▶ Extracted text:
Some Eclipse Foundation services are deprecated, or will be soon. Please ensure you've read this important communication.

Bug 293995

Summary: [Widgets] Deadlock while UI thread displaying/computing a change proposal and non-UI thread creating image
Product: [Eclipse Project] Platform Reporter: Stephan Herrmann <stephan.herrmann>
Component: SWTAssignee: Platform-SWT-Inbox <platform-swt-inbox>
Status: CLOSED WONTFIX QA Contact:
Severity: major    
Priority: P3 CC: carsten.pfeiffer, daniel_megert, ericwill, irbull, markus.kell.r, pinnamur, Silenio_Quarti, steffen.pingel
Version: 3.6Keywords: triaged
Target Milestone: ---   
Hardware: PC   
OS: Linux-GTK   
Whiteboard: stalebug
Bug Depends on:    
Bug Blocks: 312189    
Attachments:
Description Flags
Workaround for JDT/UI
none
Patch using SWT internals to release lock none

Description Stephan Herrmann CLA 2009-11-02 16:35:27 EST
3.6 M3

During display of completion proposals my workbench just deadlocked
with in the below threads. This happens due to the fix for bug 195834:

Thread "main" waits for the lock on ChangeCorrectionProposal.getChange(),
however, thread "Worker-52" which owns the lock needs the UI thread
to create an image.

Obviously, any stack frame beginning with org.objectteams is not part
of the JDT ;-)

So if the contract of getChange() should actually be specified to 
NEVER access the UI thread, than my plugin needs to be changed 
(the change is pretty straight forward in this case: precompute images).

However, I figured the same problem might occur in JDT proposals, too?

FYI: the code that triggers Image creation simply tries to create
a LinkedProposalPositionGroup, invoking addProposal(String,Image,int)



"Worker-52" prio=10 tid=0x0af39000 nid=0x679d in Object.wait() [0xae272000..0xae272e74]
   java.lang.Thread.State: WAITING (on object monitor)
        at java.lang.Object.wait(Native Method)
        - waiting on <0x58ed9bc0> (a org.eclipse.swt.internal.Lock)
        at java.lang.Object.wait(Object.java:502)
        at org.eclipse.swt.internal.Lock.lock(Lock.java:34)
        - locked <0x58ed9bc0> (a org.eclipse.swt.internal.Lock)
        at org.eclipse.swt.internal.gtk.OS.g_utf16_to_utf8(OS.java:2874)
        at org.eclipse.swt.internal.Converter.wcsToMbcs(Converter.java:63)
        at org.eclipse.swt.graphics.Image.initNative(Image.java:541)

▶ Tasks and exercises:
(1) Arrange as a Markdown table with columns Num and Line the part of the rows that opens with the line containing "Note to the class: point at the decorative" and closes with the line containing "<point>352,253</point>", skipping blank lines.
(2) Pick up the Eclipse deadlock bug report from the point where it stops and continue it.
The Eclipse deadlock bug report and the rows are separate material.

[Records excerpted from a collection]

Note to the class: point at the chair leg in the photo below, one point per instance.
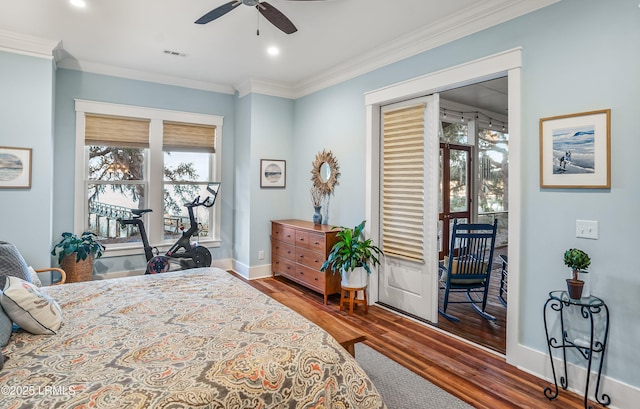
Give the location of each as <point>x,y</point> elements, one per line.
<point>443,310</point>
<point>474,304</point>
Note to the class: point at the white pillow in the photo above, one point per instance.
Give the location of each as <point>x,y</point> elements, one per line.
<point>30,308</point>
<point>34,277</point>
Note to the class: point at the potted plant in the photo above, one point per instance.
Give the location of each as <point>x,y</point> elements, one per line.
<point>352,256</point>
<point>76,255</point>
<point>316,200</point>
<point>576,260</point>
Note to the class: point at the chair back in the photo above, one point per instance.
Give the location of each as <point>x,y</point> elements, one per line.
<point>471,254</point>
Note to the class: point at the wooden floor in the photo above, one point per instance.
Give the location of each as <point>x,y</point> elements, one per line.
<point>477,376</point>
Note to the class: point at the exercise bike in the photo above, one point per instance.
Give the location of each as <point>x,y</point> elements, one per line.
<point>182,252</point>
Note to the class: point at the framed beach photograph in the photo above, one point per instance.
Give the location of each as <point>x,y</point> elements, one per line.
<point>575,150</point>
<point>15,167</point>
<point>273,173</point>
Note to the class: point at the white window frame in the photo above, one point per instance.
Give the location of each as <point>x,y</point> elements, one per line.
<point>155,167</point>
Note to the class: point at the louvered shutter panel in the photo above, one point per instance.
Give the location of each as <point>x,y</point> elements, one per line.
<point>179,136</point>
<point>403,183</point>
<point>105,130</point>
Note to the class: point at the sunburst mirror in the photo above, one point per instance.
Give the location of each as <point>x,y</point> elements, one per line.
<point>325,172</point>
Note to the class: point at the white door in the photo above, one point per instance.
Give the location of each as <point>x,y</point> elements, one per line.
<point>409,177</point>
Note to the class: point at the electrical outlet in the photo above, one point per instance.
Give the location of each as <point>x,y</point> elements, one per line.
<point>587,229</point>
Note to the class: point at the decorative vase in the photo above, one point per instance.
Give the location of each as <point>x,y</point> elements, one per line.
<point>574,288</point>
<point>358,278</point>
<point>77,271</point>
<point>317,216</point>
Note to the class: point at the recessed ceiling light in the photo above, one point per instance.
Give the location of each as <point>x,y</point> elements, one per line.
<point>78,3</point>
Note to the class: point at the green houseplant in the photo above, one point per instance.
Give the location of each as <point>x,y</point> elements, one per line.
<point>576,260</point>
<point>76,255</point>
<point>352,253</point>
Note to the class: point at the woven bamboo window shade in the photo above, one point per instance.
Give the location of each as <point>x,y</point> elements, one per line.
<point>403,183</point>
<point>105,130</point>
<point>192,137</point>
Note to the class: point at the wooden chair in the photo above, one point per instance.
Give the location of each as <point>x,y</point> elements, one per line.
<point>468,267</point>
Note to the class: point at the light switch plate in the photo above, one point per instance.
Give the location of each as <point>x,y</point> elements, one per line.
<point>587,229</point>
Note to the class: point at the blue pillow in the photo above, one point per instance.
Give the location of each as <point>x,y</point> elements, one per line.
<point>12,264</point>
<point>6,326</point>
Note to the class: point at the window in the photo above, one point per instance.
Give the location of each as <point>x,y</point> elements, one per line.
<point>134,158</point>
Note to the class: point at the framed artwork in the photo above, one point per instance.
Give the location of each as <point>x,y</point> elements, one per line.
<point>273,173</point>
<point>15,167</point>
<point>575,150</point>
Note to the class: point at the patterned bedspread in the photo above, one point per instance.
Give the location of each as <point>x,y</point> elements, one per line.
<point>199,338</point>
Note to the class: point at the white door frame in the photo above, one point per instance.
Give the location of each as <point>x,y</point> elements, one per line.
<point>490,67</point>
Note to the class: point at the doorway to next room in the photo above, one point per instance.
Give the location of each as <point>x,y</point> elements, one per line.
<point>473,138</point>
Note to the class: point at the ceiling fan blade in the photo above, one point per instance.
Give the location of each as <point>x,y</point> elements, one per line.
<point>218,12</point>
<point>276,17</point>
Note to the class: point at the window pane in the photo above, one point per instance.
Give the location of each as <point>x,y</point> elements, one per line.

▶ Outputs for the tasks:
(1)
| Num | Line |
|---|---|
| 1 | Note to the class: point at the decorative vase in the photo above, one point per instance. |
| 2 | Give the location of each as <point>x,y</point> elements, one per line. |
| 3 | <point>574,288</point> |
| 4 | <point>358,278</point> |
| 5 | <point>77,271</point> |
| 6 | <point>317,216</point> |
| 7 | Note to the class: point at the recessed ceiling light in the photo above, one point per instance. |
| 8 | Give the location of each as <point>x,y</point> elements, one per line. |
| 9 | <point>78,3</point> |
| 10 | Note to the class: point at the green houseplant in the photo above, one point per instance. |
| 11 | Give the location of each as <point>x,y</point> elements, one per line. |
| 12 | <point>576,260</point> |
| 13 | <point>76,255</point> |
| 14 | <point>352,253</point> |

(2)
        at org.eclipse.swt.graphics.Image.<init>(Image.java:531)
        at org.eclipse.jface.resource.URLImageDescriptor.createImage(URLImageDescriptor.java:162)
        at org.eclipse.jface.resource.ImageDescriptor.createImage(ImageDescriptor.java:227)
        at org.eclipse.jface.resource.ImageDescriptor.createImage(ImageDescriptor.java:205)
        at org.eclipse.jdt.internal.ui.viewsupport.ImageDescriptorRegistry.get(ImageDescriptorRegistry.java:70)
        at org.objectteams.otdt.internal.ui.util.Images.getImage(Images.java:29)
        at org.objectteams.otdt.ui.assist.CompletionAdaptor$__OT__CalloutCompletionProposal.setupRewrite(CalloutCompletionProposal.java:158)
        at org.objectteams.otdt.ui.assist.CompletionAdaptor$__OT__MethodMappingCompletionProposal.getRewrite(MethodMappingCompletionProposal.java:132)
        at org.eclipse.jdt.internal.ui.text.correction.proposals.ASTRewriteCorrectionProposal.addEdits(ASTRewriteCorrectionProposal.java:93)
        at org.eclipse.jdt.internal.ui.text.correction.proposals.CUCorrectionProposal.createTextChange(CUCorrectionProposal.java:380)
        at org.eclipse.jdt.internal.ui.text.correction.proposals.CUCorrectionProposal.createChange(CUCorrectionProposal.java:389)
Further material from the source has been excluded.